* Start Data rows *
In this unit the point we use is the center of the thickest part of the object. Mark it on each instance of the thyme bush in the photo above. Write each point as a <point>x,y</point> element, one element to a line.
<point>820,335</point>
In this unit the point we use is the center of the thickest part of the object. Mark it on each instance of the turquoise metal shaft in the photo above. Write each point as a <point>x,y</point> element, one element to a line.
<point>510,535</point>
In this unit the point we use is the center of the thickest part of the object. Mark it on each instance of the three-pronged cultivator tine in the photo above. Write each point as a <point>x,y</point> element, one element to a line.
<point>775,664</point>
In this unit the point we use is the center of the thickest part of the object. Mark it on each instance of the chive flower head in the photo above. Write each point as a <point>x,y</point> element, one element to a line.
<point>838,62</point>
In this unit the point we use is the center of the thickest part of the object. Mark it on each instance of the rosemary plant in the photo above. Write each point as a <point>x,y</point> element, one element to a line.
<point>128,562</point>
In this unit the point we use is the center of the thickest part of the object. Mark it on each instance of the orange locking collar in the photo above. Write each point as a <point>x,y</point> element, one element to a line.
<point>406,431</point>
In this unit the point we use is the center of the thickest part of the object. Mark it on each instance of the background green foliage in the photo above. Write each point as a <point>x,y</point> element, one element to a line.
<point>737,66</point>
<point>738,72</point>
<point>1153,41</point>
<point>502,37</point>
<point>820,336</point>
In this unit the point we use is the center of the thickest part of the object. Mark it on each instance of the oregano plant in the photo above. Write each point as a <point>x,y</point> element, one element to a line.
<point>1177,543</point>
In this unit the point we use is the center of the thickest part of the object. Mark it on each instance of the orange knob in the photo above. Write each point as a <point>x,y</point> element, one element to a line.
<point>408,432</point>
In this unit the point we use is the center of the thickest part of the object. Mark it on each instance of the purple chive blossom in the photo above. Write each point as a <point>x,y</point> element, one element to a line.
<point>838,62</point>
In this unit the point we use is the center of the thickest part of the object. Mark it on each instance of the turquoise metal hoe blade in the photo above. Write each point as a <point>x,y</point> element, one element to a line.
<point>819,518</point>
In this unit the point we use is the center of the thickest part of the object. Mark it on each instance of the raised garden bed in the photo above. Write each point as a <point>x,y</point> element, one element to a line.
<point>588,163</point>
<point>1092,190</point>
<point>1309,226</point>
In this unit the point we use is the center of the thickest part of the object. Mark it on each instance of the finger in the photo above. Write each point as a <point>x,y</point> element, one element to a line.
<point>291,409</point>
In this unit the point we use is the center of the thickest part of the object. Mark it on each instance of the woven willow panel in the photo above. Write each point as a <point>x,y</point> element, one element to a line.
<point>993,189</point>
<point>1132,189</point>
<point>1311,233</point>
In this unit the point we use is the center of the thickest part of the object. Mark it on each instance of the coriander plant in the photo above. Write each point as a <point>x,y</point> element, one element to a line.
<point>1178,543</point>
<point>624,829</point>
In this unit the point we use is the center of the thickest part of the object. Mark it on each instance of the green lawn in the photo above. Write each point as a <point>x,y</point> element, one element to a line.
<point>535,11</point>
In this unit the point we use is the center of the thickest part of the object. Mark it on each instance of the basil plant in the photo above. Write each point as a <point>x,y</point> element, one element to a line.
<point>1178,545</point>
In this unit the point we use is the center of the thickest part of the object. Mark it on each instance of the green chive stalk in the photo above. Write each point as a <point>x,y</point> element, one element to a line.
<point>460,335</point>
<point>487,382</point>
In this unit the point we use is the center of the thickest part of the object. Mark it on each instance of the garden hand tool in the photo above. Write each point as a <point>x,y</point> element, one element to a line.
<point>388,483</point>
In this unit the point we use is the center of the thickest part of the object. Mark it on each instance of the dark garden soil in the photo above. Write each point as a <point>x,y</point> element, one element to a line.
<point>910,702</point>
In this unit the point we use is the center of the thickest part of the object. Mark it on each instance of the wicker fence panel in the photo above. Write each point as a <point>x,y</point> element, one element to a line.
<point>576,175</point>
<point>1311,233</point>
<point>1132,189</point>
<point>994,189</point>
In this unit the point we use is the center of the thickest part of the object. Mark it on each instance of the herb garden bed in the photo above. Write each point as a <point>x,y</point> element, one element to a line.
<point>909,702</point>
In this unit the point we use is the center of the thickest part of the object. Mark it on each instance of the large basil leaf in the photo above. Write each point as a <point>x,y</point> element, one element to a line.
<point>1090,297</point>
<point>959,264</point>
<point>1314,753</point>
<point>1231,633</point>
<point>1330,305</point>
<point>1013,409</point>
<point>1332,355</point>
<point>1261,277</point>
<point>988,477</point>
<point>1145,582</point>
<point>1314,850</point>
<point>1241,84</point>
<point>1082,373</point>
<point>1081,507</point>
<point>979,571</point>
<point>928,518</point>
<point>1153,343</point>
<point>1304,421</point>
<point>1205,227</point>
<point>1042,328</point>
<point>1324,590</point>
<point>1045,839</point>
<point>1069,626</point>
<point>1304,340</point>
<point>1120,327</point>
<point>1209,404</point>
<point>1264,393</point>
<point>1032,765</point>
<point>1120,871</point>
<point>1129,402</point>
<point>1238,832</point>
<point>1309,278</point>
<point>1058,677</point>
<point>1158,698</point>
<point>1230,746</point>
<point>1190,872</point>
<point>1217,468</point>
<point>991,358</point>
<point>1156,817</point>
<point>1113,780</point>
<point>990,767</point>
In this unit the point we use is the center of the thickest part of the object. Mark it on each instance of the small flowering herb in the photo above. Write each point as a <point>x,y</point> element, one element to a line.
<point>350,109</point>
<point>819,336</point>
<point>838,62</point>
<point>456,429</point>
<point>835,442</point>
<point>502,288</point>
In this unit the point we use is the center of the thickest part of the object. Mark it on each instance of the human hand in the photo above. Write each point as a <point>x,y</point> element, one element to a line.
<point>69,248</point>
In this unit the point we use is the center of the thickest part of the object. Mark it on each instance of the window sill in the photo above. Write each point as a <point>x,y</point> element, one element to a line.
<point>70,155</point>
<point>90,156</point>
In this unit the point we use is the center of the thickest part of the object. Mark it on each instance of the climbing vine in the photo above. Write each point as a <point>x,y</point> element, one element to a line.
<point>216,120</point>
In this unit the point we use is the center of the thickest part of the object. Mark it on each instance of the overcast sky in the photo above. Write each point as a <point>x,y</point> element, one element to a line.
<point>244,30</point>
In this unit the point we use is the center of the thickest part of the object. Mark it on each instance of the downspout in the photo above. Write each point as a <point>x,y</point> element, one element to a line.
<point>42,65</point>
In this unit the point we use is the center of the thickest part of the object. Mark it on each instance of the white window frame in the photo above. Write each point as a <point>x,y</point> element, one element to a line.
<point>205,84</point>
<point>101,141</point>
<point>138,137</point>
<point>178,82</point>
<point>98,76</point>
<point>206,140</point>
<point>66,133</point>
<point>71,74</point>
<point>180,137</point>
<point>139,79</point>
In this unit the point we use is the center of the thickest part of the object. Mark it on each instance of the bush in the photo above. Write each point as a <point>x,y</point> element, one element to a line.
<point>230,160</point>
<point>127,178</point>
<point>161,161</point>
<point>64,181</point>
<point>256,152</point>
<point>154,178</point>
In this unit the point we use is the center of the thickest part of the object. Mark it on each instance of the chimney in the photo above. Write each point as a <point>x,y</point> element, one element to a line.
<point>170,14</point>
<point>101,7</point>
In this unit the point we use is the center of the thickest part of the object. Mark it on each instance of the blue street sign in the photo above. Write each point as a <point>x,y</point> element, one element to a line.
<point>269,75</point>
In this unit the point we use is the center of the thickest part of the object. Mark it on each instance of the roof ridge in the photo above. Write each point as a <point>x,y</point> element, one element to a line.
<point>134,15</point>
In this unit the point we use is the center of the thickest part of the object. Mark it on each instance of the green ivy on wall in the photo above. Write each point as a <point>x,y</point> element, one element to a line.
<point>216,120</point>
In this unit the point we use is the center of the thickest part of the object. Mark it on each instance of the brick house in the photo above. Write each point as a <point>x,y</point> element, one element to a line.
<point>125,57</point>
* End Data rows *
- **Task goal**
Rewrite the data between the lines holding "of the white" and "<point>101,7</point>", inclusive, changing "thickest part" to "widest part" and leaving everything else as it is.

- **Solved problem**
In this unit the point we use is the center of the widest part of the object. Mark it on each instance of the white window frame in the photo above. Write each point as a <point>x,y</point> element, one element to a line.
<point>205,84</point>
<point>101,141</point>
<point>138,137</point>
<point>178,82</point>
<point>98,76</point>
<point>206,140</point>
<point>66,133</point>
<point>71,74</point>
<point>180,137</point>
<point>139,79</point>
In this unit the point we use is the center of the widest part of the object. Mark it on each instance of the bush in the photo above. Write each point as a <point>x,y</point> element, one element to a line.
<point>230,160</point>
<point>127,178</point>
<point>161,161</point>
<point>64,181</point>
<point>256,152</point>
<point>154,178</point>
In this unit the point we use is the center of the widest part of the object. Mark it on each instance of the chimney in the photo above. Write each point as a <point>x,y</point> element, one element to a line.
<point>170,14</point>
<point>101,7</point>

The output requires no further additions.